-- start --

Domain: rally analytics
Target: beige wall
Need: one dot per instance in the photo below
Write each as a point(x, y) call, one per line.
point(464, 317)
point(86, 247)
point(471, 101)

-- end --

* [Stated goal] Convert the listing into a JSON list of strings, with each line as one string and blank lines omitted.

* [Task output]
[
  "Domain: rally analytics",
  "Target: beige wall",
  "Need: one dot per instance in the photo below",
  "Write each as a point(x, y) call, one per line.",
  "point(464, 317)",
  "point(86, 247)",
  "point(471, 101)"
]